WRITTEN TASK 1:
In the passage on democracy, which folklore term does Desmond Tutu use to show how it out-thought Anglo-Saxon law?
WRITTEN TASK 2:
Rewrite the stretch of the rows from the line containing "Regarding the climbing" through the last line of the rows as a JSON list of strings, one string per line and blank lines left out.

READING PASSAGE:
┌────────
As a commons of connectivity, a tree does not work on the logic of economics. Democracy has to suspect the utilitarian calculus. You cannot have representation and cost-benefit speak the language of suffering. Childhood should be replete with proverbs, folk tales, myth to understand justice. Desmond Tutu would emphasize this by showing how an ordinary folklore term like ubuntu out-thought Anglo-Saxon law. The Dalai Lama would quickly add that one has to remember democracy is not a rule game. Rules can be corseted and constraining. Democracy is play; it focuses on fantasy, everydayness and surprise. Gandhi would add that democracy is a playful experiment, an experiment on oneself invented in the ashram of the mind. One must never yield democracy to an arid think-tank. One needs the ashram to sustain play and the sacred because democracy is always a play of possibilities, an act of storytelling.
└────────
EXCERPTED RECORDS:
┌────────
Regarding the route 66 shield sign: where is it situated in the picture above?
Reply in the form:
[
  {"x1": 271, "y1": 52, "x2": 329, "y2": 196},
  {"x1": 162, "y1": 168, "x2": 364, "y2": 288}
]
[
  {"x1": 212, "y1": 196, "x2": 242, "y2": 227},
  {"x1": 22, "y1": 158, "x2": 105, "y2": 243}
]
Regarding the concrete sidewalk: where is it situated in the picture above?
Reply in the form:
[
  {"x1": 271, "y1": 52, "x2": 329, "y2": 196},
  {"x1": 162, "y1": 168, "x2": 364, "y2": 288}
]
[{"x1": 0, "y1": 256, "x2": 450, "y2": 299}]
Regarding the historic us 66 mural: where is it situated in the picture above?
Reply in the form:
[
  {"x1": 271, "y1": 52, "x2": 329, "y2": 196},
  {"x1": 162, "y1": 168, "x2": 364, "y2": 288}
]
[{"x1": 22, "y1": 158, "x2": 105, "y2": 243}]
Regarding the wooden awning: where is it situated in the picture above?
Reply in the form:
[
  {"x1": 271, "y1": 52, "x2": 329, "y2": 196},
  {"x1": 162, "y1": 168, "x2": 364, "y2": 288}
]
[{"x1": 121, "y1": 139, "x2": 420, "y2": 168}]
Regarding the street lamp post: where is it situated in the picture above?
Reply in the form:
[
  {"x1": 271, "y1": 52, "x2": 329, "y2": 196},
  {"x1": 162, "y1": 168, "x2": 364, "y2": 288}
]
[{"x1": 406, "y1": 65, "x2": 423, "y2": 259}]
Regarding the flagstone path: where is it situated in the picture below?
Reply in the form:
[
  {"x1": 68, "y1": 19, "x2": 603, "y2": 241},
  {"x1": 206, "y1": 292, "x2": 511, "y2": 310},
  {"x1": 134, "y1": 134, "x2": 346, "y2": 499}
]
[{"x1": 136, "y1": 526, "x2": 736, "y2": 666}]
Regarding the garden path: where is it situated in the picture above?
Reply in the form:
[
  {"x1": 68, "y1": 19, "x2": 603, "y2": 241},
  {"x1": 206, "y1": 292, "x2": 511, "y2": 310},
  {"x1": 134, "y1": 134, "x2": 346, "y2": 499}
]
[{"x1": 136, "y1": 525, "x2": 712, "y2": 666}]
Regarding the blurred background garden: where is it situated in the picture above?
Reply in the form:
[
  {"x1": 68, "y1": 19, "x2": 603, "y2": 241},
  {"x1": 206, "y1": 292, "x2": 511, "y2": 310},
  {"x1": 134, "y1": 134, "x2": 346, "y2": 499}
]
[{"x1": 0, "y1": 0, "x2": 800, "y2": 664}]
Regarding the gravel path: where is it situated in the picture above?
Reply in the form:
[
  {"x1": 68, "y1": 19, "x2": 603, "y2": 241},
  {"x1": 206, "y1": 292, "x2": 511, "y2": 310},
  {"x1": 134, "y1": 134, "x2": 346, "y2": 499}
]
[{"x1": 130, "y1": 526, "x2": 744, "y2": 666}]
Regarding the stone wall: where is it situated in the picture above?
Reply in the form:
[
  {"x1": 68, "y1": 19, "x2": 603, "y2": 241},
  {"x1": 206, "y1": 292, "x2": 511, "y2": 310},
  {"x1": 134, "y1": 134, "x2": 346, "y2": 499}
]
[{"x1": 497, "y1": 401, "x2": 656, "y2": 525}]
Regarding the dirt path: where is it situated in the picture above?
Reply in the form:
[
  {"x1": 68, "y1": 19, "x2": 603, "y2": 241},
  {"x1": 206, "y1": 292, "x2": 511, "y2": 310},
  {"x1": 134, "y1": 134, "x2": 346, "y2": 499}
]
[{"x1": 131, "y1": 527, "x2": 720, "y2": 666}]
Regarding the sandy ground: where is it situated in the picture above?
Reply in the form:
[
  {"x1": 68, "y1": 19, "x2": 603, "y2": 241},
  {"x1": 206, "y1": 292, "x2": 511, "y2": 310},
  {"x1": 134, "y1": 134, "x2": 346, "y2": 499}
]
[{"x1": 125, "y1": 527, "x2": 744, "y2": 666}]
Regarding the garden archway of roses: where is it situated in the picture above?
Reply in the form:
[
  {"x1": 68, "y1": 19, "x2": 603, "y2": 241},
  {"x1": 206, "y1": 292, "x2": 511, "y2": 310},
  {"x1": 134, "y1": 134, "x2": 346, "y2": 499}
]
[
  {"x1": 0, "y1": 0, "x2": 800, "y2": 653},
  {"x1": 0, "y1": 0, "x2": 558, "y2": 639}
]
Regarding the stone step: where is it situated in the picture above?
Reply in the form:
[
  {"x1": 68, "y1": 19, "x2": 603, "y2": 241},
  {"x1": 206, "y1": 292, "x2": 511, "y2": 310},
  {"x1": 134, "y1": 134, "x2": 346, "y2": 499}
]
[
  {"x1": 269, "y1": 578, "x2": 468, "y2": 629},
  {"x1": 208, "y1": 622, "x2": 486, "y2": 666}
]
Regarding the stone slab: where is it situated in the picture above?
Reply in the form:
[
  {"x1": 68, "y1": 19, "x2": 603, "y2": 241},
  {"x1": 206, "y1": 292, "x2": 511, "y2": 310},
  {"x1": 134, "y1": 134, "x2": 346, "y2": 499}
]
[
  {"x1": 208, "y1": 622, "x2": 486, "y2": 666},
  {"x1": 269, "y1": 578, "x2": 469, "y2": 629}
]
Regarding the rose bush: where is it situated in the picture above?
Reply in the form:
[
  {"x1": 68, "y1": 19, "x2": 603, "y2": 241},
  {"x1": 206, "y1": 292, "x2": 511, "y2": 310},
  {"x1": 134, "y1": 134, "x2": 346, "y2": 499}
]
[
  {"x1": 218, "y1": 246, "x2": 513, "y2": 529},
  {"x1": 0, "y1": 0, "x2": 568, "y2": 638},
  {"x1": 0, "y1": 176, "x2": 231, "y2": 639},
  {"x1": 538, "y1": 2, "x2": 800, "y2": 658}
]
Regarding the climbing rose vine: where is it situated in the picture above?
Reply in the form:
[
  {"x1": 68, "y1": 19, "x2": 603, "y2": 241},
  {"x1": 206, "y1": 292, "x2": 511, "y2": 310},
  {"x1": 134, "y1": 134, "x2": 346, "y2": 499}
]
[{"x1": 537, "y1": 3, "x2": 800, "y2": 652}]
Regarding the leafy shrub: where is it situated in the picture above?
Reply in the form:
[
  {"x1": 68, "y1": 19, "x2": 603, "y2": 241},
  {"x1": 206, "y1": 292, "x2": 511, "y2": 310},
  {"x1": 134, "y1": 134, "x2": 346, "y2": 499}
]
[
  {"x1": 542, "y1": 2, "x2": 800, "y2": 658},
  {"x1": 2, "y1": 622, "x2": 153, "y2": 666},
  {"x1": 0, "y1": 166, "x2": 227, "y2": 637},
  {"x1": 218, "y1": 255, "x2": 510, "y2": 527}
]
└────────
REPLY 1:
Ubuntu.

REPLY 2:
[
  "Regarding the climbing rose vine: where is it situated in the picture above?",
  "Reply in the form:",
  "[",
  "  {\"x1\": 68, \"y1\": 19, \"x2\": 603, \"y2\": 241},",
  "  {\"x1\": 206, \"y1\": 292, \"x2\": 511, \"y2\": 310},",
  "  {\"x1\": 134, \"y1\": 134, \"x2\": 346, \"y2\": 499}",
  "]",
  "[{\"x1\": 537, \"y1\": 3, \"x2\": 800, \"y2\": 652}]",
  "Regarding the leafy shrub: where is it situated in the picture above?",
  "Reply in the form:",
  "[",
  "  {\"x1\": 68, \"y1\": 19, \"x2\": 603, \"y2\": 241},",
  "  {\"x1\": 206, \"y1\": 292, \"x2\": 511, \"y2\": 310},",
  "  {\"x1\": 134, \"y1\": 134, \"x2\": 346, \"y2\": 499}",
  "]",
  "[",
  "  {\"x1\": 542, \"y1\": 2, \"x2\": 800, \"y2\": 658},",
  "  {\"x1\": 2, \"y1\": 622, \"x2\": 153, \"y2\": 666},",
  "  {\"x1\": 0, \"y1\": 166, \"x2\": 227, \"y2\": 637},",
  "  {\"x1\": 218, \"y1\": 255, \"x2\": 510, \"y2\": 527}",
  "]"
]